**TASK REQUIREMENTS**
(1) Transcribe the passage on violence against women word for word, starting at the words "And why is it" and stopping after "presence of alcohol.".
(2) In the passage on violence against women, why does the broader violence against women count as terrorizing women? Answer in one to three sentences.
(3) List every numerical statistic that the passage on violence against women gives about rape.

***** QUOTED TEXT

The reality is though that many of us at SU have been writing and speaking about the travesty of rape and the broader phenomenon of violence against women that the American political scientist and feminist scholar Carole Sheffield calls "sexual terrorism." Rape is the pinnacle of a larger scourge of violence against women that includes domestic violence and (sexual) harassment that through the reality and threat of violence terrorizes women, utilizing fear to control, dominate and keep them in their place.
For me the broader question we have to ask ourselves then is why, if so many of us have been saying this is a problem, that nothing has changed? Why is it that whenever my colleagues or I teach or lecture on this subject that some student always asks that we should remember that men also are raped? Yes, according to statistics 10% of all rape victims are men. And rape in all instances is inexcusable. But why is it so difficult to focus on the plight of the thousands of women who are raped daily (according to estimates every 17 seconds in South Africa!)? Women whose bodies are not only violated but who also experience the very core of their very being destroyed.
And why is it that the next question often pertains to the fact that we should not forget that women also are rapists? Yes, every now and again one hears of a woman or two who force men into having sex. But this is less than 1% of all instances of rape. Together with the other classic divergence tactic of "blaming the victim" (she shouldn't have been out that late; she shouldn't have worn what she did), these arguments in some way take the focus away from the fact that men rape because they can. Because deep down some men really do not regard women as their equals. Because too many men from all walks of life secretly harbour the deep-seated myth of male entitlement. Beliefs that often are brought to the fore in the presence of alcohol.

**********
***** RAW DATA

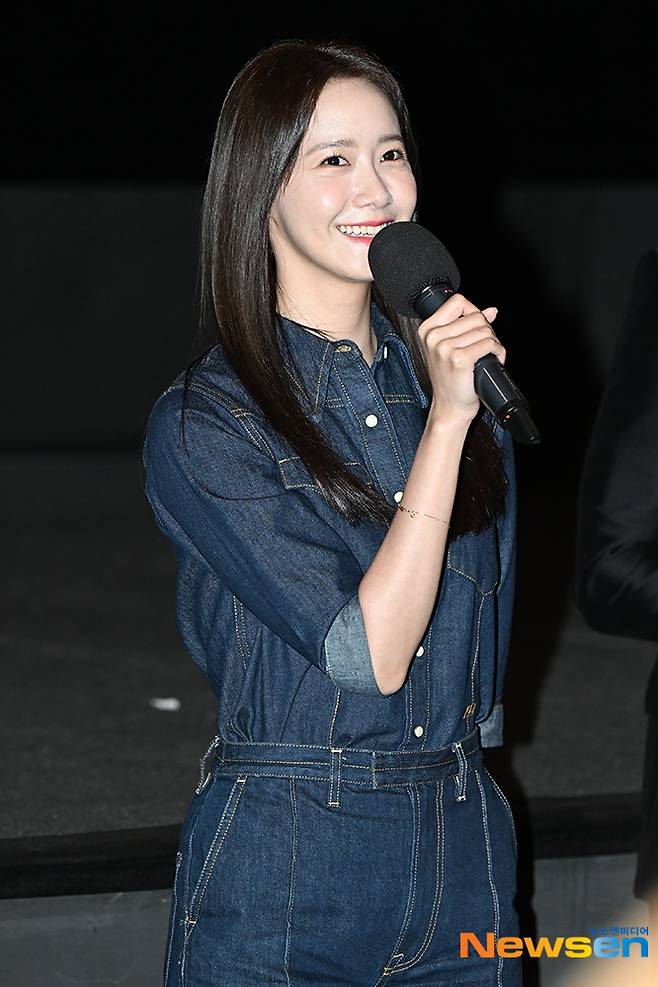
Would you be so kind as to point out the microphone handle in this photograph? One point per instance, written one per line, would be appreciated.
(493, 385)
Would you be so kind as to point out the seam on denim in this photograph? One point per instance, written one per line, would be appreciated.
(238, 614)
(257, 773)
(255, 760)
(476, 658)
(256, 436)
(204, 777)
(174, 917)
(357, 418)
(327, 350)
(428, 689)
(408, 709)
(324, 747)
(412, 792)
(218, 397)
(334, 714)
(391, 435)
(440, 872)
(466, 575)
(292, 888)
(186, 900)
(221, 833)
(508, 807)
(335, 778)
(462, 775)
(492, 883)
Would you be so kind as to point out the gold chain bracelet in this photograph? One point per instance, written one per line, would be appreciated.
(414, 513)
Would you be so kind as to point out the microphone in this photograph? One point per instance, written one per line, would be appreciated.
(415, 273)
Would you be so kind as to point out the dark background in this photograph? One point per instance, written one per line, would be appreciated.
(536, 125)
(537, 133)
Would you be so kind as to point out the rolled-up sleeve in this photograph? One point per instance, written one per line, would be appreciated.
(217, 493)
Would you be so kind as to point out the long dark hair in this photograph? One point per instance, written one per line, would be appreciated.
(262, 122)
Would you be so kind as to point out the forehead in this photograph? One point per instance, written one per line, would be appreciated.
(350, 108)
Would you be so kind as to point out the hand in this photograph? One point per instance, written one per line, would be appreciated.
(452, 340)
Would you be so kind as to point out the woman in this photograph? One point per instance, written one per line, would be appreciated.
(336, 498)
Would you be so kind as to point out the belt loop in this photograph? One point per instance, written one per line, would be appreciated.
(334, 783)
(203, 777)
(462, 775)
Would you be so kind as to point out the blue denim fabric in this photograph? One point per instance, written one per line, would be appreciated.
(276, 881)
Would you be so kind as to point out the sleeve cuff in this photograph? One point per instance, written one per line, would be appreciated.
(347, 655)
(491, 729)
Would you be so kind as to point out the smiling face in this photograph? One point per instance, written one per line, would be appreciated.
(367, 182)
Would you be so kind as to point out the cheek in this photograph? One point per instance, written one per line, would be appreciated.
(405, 190)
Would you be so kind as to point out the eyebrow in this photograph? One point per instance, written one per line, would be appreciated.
(346, 142)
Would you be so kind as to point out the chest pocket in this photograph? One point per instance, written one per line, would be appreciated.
(475, 557)
(295, 474)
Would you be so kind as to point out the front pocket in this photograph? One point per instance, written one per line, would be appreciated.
(173, 919)
(503, 798)
(211, 849)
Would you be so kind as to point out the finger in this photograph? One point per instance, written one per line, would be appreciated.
(475, 320)
(454, 307)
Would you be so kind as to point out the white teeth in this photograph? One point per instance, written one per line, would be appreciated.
(362, 230)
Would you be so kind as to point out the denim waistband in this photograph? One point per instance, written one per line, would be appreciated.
(353, 765)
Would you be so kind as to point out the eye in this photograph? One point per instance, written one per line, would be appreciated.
(393, 150)
(397, 150)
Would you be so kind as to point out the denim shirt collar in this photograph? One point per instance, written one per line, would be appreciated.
(313, 356)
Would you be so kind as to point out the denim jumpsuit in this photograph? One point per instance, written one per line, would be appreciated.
(338, 835)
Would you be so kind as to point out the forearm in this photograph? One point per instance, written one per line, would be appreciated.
(398, 592)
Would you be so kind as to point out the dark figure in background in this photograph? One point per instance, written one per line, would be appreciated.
(616, 580)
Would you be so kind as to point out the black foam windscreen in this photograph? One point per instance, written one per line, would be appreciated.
(406, 257)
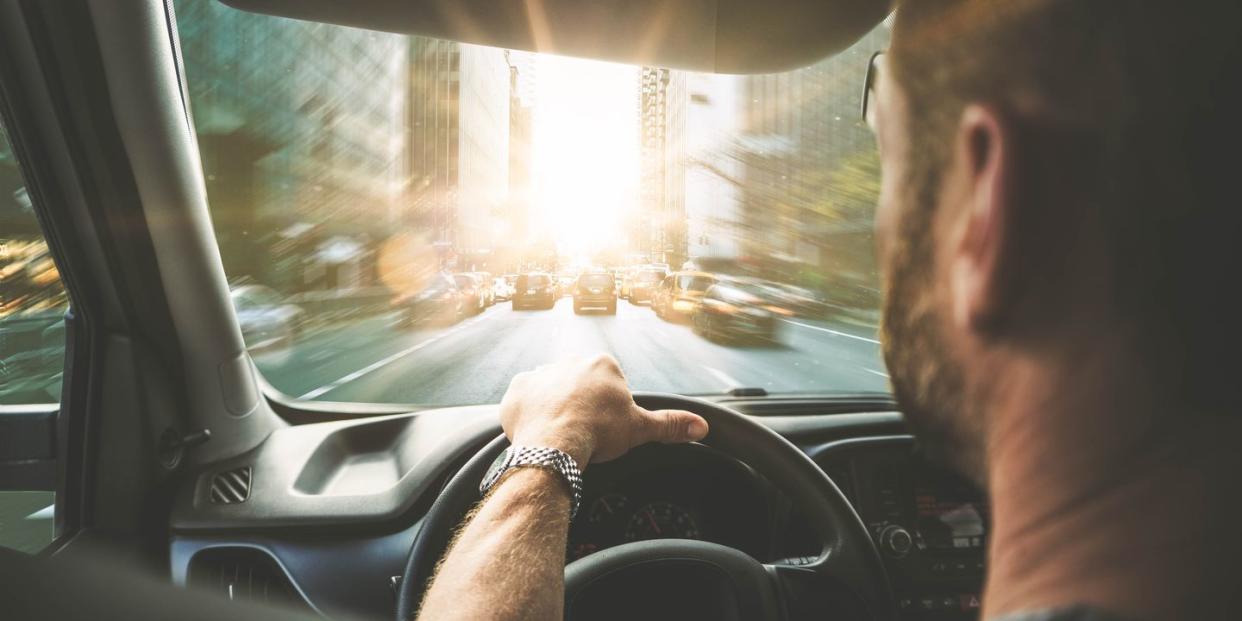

**********

**ANSWERS TO THE TASKS**
(1)
And why is it that the next question often pertains to the fact that we should not forget that women also are rapists? Yes, every now and again one hears of a woman or two who force men into having sex. But this is less than 1% of all instances of rape. Together with the other classic divergence tactic of "blaming the victim" (she shouldn't have been out that late; she shouldn't have worn what she did), these arguments in some way take the focus away from the fact that men rape because they can. Because deep down some men really do not regard women as their equals. Because too many men from all walks of life secretly harbour the deep-seated myth of male entitlement. Beliefs that often are brought to the fore in the presence of alcohol.

(2) Through both the reality and the threat of violence, it uses fear to control and dominate women and to keep them in their place.

(3)
- 10% of all rape victims are men.
- Women are raped every 17 seconds in South Africa (by estimate).
- Women force men into sex in less than 1% of all instances of rape.